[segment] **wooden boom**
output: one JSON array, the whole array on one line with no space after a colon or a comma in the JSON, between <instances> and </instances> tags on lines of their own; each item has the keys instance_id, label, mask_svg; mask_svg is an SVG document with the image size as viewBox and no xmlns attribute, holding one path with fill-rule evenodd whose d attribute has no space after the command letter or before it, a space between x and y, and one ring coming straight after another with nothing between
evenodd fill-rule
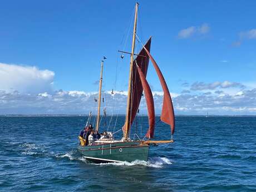
<instances>
[{"instance_id":1,"label":"wooden boom","mask_svg":"<svg viewBox=\"0 0 256 192\"><path fill-rule=\"evenodd\" d=\"M174 142L173 140L162 140L162 141L142 141L141 142L145 144L166 144L170 142Z\"/></svg>"}]
</instances>

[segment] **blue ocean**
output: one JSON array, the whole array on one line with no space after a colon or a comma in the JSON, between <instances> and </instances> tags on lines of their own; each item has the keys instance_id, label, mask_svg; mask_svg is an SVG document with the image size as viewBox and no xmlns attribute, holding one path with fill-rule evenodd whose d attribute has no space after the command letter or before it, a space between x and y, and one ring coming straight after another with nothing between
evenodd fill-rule
<instances>
[{"instance_id":1,"label":"blue ocean","mask_svg":"<svg viewBox=\"0 0 256 192\"><path fill-rule=\"evenodd\" d=\"M159 120L156 139L169 139ZM86 121L0 117L0 191L256 191L256 117L178 116L175 142L151 146L148 161L99 164L77 150ZM116 122L118 131L124 117L112 121L101 131ZM141 117L131 135L142 137L147 124Z\"/></svg>"}]
</instances>

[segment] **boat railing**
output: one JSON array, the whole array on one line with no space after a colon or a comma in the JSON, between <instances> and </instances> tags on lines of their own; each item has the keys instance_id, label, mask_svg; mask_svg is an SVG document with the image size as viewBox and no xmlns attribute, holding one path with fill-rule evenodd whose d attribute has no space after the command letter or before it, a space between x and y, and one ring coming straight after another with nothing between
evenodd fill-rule
<instances>
[{"instance_id":1,"label":"boat railing","mask_svg":"<svg viewBox=\"0 0 256 192\"><path fill-rule=\"evenodd\" d=\"M137 135L136 134L134 134L134 141L135 140L135 136L137 136L137 137L139 139L139 140L140 141L141 141L141 140L140 139L140 137L139 136L139 135Z\"/></svg>"}]
</instances>

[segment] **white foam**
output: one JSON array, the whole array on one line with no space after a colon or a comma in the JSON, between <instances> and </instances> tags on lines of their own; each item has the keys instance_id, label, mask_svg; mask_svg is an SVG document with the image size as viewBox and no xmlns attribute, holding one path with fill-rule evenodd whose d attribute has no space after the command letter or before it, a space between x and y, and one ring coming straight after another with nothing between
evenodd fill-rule
<instances>
[{"instance_id":1,"label":"white foam","mask_svg":"<svg viewBox=\"0 0 256 192\"><path fill-rule=\"evenodd\" d=\"M166 157L155 157L150 159L150 161L154 163L155 164L162 165L171 165L173 163L171 160Z\"/></svg>"},{"instance_id":2,"label":"white foam","mask_svg":"<svg viewBox=\"0 0 256 192\"><path fill-rule=\"evenodd\" d=\"M95 165L112 165L115 166L135 166L135 165L142 165L147 167L152 167L155 168L161 168L163 165L171 165L172 163L170 159L166 157L156 157L151 158L149 161L141 161L141 160L135 160L132 162L118 162L118 163L100 163L100 164L93 164Z\"/></svg>"},{"instance_id":3,"label":"white foam","mask_svg":"<svg viewBox=\"0 0 256 192\"><path fill-rule=\"evenodd\" d=\"M74 159L74 158L72 156L72 153L68 153L68 152L66 154L62 155L57 155L56 157L61 157L61 158L68 157L70 160L72 160Z\"/></svg>"},{"instance_id":4,"label":"white foam","mask_svg":"<svg viewBox=\"0 0 256 192\"><path fill-rule=\"evenodd\" d=\"M37 152L32 152L32 151L28 151L22 152L21 154L23 154L23 155L32 155L37 154Z\"/></svg>"}]
</instances>

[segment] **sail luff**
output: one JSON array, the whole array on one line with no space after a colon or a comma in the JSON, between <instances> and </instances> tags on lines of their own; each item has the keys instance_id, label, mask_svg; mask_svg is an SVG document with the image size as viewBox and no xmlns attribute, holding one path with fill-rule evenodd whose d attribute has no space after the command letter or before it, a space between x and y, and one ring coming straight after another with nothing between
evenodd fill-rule
<instances>
[{"instance_id":1,"label":"sail luff","mask_svg":"<svg viewBox=\"0 0 256 192\"><path fill-rule=\"evenodd\" d=\"M156 64L155 60L145 46L144 46L144 48L146 51L153 64L164 91L164 101L163 103L162 112L161 114L161 120L170 125L171 135L173 135L174 133L175 129L174 111L168 87L167 86L166 82L165 82L163 73L158 67L157 64Z\"/></svg>"},{"instance_id":2,"label":"sail luff","mask_svg":"<svg viewBox=\"0 0 256 192\"><path fill-rule=\"evenodd\" d=\"M145 47L146 47L147 50L150 50L150 45L151 37L145 44ZM137 70L136 65L137 63L137 65L139 65L145 77L146 77L147 71L147 67L149 66L149 57L144 48L140 50L138 55L138 56L134 61L132 68L132 86L134 88L132 89L132 94L131 98L132 106L131 109L130 126L131 126L132 124L132 122L137 114L140 100L141 99L142 93L143 92L141 82L139 77L139 72ZM125 131L125 127L126 124L125 124L122 127L124 134ZM128 131L130 131L130 130L128 130Z\"/></svg>"},{"instance_id":3,"label":"sail luff","mask_svg":"<svg viewBox=\"0 0 256 192\"><path fill-rule=\"evenodd\" d=\"M99 130L99 126L100 123L100 105L101 102L101 87L102 85L102 73L103 73L103 63L104 61L102 60L101 61L101 71L100 71L100 84L99 87L99 98L98 98L98 114L97 116L97 124L96 124L96 131Z\"/></svg>"},{"instance_id":4,"label":"sail luff","mask_svg":"<svg viewBox=\"0 0 256 192\"><path fill-rule=\"evenodd\" d=\"M129 73L129 82L128 87L128 95L127 98L127 108L126 108L126 117L125 120L125 129L124 134L124 137L125 140L127 140L129 135L129 131L131 126L131 92L132 92L132 68L134 66L134 48L135 47L135 37L136 37L136 31L137 26L137 14L138 10L139 3L136 3L135 6L135 16L134 18L134 33L132 36L132 45L131 48L131 61L130 62L130 73Z\"/></svg>"},{"instance_id":5,"label":"sail luff","mask_svg":"<svg viewBox=\"0 0 256 192\"><path fill-rule=\"evenodd\" d=\"M147 104L147 115L149 118L149 129L147 130L146 136L147 138L151 139L154 137L154 132L155 129L155 106L154 104L153 95L149 83L146 80L144 74L140 69L140 67L137 65L137 69L140 76L140 81L144 91L145 97Z\"/></svg>"}]
</instances>

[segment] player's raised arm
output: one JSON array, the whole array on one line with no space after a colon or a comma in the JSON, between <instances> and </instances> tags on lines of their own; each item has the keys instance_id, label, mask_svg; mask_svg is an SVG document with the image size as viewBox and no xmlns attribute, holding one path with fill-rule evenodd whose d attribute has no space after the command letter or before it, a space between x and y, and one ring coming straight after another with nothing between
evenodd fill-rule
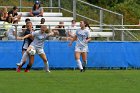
◆ ◆ ◆
▶ **Task statement**
Rewrite all of the rows above, changing "one JSON array" to "a single JSON array" wherever it occurs and keeping everything else the same. Leave out the pictures.

▶ **The response**
[segment] **wooden boom**
output: a single JSON array, the whole array on one line with no space after a colon or a comma in the JSON, between <instances> and </instances> tags on lines of their own; each item has the keys instance_id, label, mask_svg; mask_svg is an SVG document with the image size as viewBox and no xmlns attribute, holding one path with fill-rule evenodd whose d attribute has no space after the command letter or before it, a space between x and y, and one ring coming straight after another with nothing between
evenodd fill-rule
<instances>
[{"instance_id":1,"label":"wooden boom","mask_svg":"<svg viewBox=\"0 0 256 192\"><path fill-rule=\"evenodd\" d=\"M174 142L173 140L162 140L162 141L142 141L141 142L145 144L166 144L170 142Z\"/></svg>"}]
</instances>

[segment] **blue ocean**
output: a single JSON array, the whole array on one line with no space after a colon or a comma in the JSON, between <instances> and </instances> tags on lines of their own; each item has the keys instance_id, label, mask_svg; mask_svg is an SVG document with the image size as viewBox and no xmlns attribute, holding one path with fill-rule evenodd whose d attribute has no space after the command letter or before it, a space between x and y, and one ring coming straight after another with nothing between
evenodd fill-rule
<instances>
[{"instance_id":1,"label":"blue ocean","mask_svg":"<svg viewBox=\"0 0 256 192\"><path fill-rule=\"evenodd\" d=\"M159 120L156 139L169 139ZM86 121L0 117L0 191L256 191L256 117L178 116L175 142L151 146L148 161L99 164L77 150ZM116 122L118 131L124 117L112 121L101 131ZM141 117L131 135L142 137L147 124Z\"/></svg>"}]
</instances>

[segment] **boat railing**
output: a single JSON array, the whole array on one line with no space after a colon or a comma in the JSON, between <instances> and </instances> tags on lines of their own; each item has the keys instance_id, label, mask_svg; mask_svg is an SVG document with the image size as viewBox and no xmlns attribute, holding one path with fill-rule evenodd whose d attribute has no space after the command letter or before it, a space between x and y, and one ring coming straight after another with nothing between
evenodd fill-rule
<instances>
[{"instance_id":1,"label":"boat railing","mask_svg":"<svg viewBox=\"0 0 256 192\"><path fill-rule=\"evenodd\" d=\"M137 135L136 134L134 134L134 141L135 140L135 136L137 136L137 137L139 139L139 140L140 141L141 141L141 140L140 139L140 137L139 136L139 135Z\"/></svg>"}]
</instances>

[segment] **white foam**
output: a single JSON array, the whole array on one line with no space after a colon or a comma in the JSON, between <instances> and </instances> tags on lines of their own; each item has the keys instance_id, label, mask_svg; mask_svg is an SVG document with the image size as viewBox and no xmlns attribute, holding one path with fill-rule evenodd whose d attribute has no space after the command letter or before it, a space between x and y, and one ring coming straight after another with nothing between
evenodd fill-rule
<instances>
[{"instance_id":1,"label":"white foam","mask_svg":"<svg viewBox=\"0 0 256 192\"><path fill-rule=\"evenodd\" d=\"M166 157L155 157L150 159L150 161L154 163L155 164L162 165L171 165L173 163L171 160Z\"/></svg>"},{"instance_id":2,"label":"white foam","mask_svg":"<svg viewBox=\"0 0 256 192\"><path fill-rule=\"evenodd\" d=\"M95 165L112 165L115 166L135 166L135 165L142 165L147 167L152 167L155 168L161 168L163 165L171 165L172 163L170 159L166 157L156 157L151 158L149 161L141 161L141 160L135 160L132 162L118 162L118 163L100 163L100 164L93 164Z\"/></svg>"},{"instance_id":3,"label":"white foam","mask_svg":"<svg viewBox=\"0 0 256 192\"><path fill-rule=\"evenodd\" d=\"M74 159L74 158L72 156L72 153L68 153L68 152L66 154L62 155L57 155L56 157L61 157L61 158L68 157L70 160L72 160Z\"/></svg>"},{"instance_id":4,"label":"white foam","mask_svg":"<svg viewBox=\"0 0 256 192\"><path fill-rule=\"evenodd\" d=\"M37 152L32 152L32 151L28 151L22 152L21 154L23 154L23 155L32 155L37 154Z\"/></svg>"}]
</instances>

[segment] **sail luff**
output: a single JSON array, the whole array on one line with no space after a colon or a comma in the JSON, between <instances> and </instances> tags on lines of their own; each item has the keys instance_id, label, mask_svg; mask_svg is an SVG document with the image size as viewBox and no xmlns attribute, holding one path with fill-rule evenodd whose d attribute has no space after the command letter or before it, a space between x and y, and one ring coming straight after another with nothing between
evenodd fill-rule
<instances>
[{"instance_id":1,"label":"sail luff","mask_svg":"<svg viewBox=\"0 0 256 192\"><path fill-rule=\"evenodd\" d=\"M156 64L155 60L145 46L144 46L144 48L146 51L153 64L164 91L164 101L163 103L162 112L161 114L161 120L170 125L171 135L173 135L174 133L175 129L174 111L168 87L167 86L166 82L165 82L163 73L158 67L157 64Z\"/></svg>"},{"instance_id":2,"label":"sail luff","mask_svg":"<svg viewBox=\"0 0 256 192\"><path fill-rule=\"evenodd\" d=\"M145 47L146 47L147 50L150 50L150 45L151 37L145 44ZM137 70L136 65L137 63L137 65L139 65L145 77L146 77L147 71L147 67L149 66L149 57L144 48L140 50L138 55L138 56L134 61L132 68L132 86L134 88L132 89L132 94L131 98L132 106L131 109L130 126L131 126L132 124L132 122L137 114L140 100L141 99L142 93L143 92L141 82L139 77L139 72ZM125 131L125 127L126 124L125 124L122 127L124 134ZM128 131L130 131L130 130L128 130Z\"/></svg>"},{"instance_id":3,"label":"sail luff","mask_svg":"<svg viewBox=\"0 0 256 192\"><path fill-rule=\"evenodd\" d=\"M99 130L99 126L100 123L100 105L101 102L101 87L102 85L102 73L103 73L103 63L104 61L102 60L101 61L101 71L100 71L100 84L99 87L99 98L98 98L98 114L97 116L97 124L96 124L96 131Z\"/></svg>"},{"instance_id":4,"label":"sail luff","mask_svg":"<svg viewBox=\"0 0 256 192\"><path fill-rule=\"evenodd\" d=\"M129 73L129 82L128 87L128 95L127 98L127 108L126 108L126 117L125 120L125 129L124 134L124 137L125 140L127 140L129 135L129 131L131 126L131 92L132 92L132 68L134 66L134 48L135 47L135 37L136 37L136 31L137 26L137 14L138 10L139 3L136 3L135 6L135 16L134 18L134 33L132 36L132 45L131 48L131 61L130 62L130 73Z\"/></svg>"},{"instance_id":5,"label":"sail luff","mask_svg":"<svg viewBox=\"0 0 256 192\"><path fill-rule=\"evenodd\" d=\"M147 104L147 115L149 118L149 129L147 130L146 136L147 138L151 139L154 137L154 132L155 129L155 106L154 104L153 95L149 83L146 80L144 74L140 69L140 67L137 65L137 69L140 76L140 81L144 91L145 97Z\"/></svg>"}]
</instances>

[segment] player's raised arm
output: a single JSON array, the whole array on one line with no space after a colon or a comma in the JSON, between <instances> and </instances> tags on lines of their own; each item has the keys instance_id, label, mask_svg; mask_svg is an SVG document with the image size as viewBox and no xmlns attribute, holding one path with fill-rule evenodd whose d attribute has no space after the command letter or before it, a space between x and y, and one ring coming straight after another with nothing between
evenodd fill-rule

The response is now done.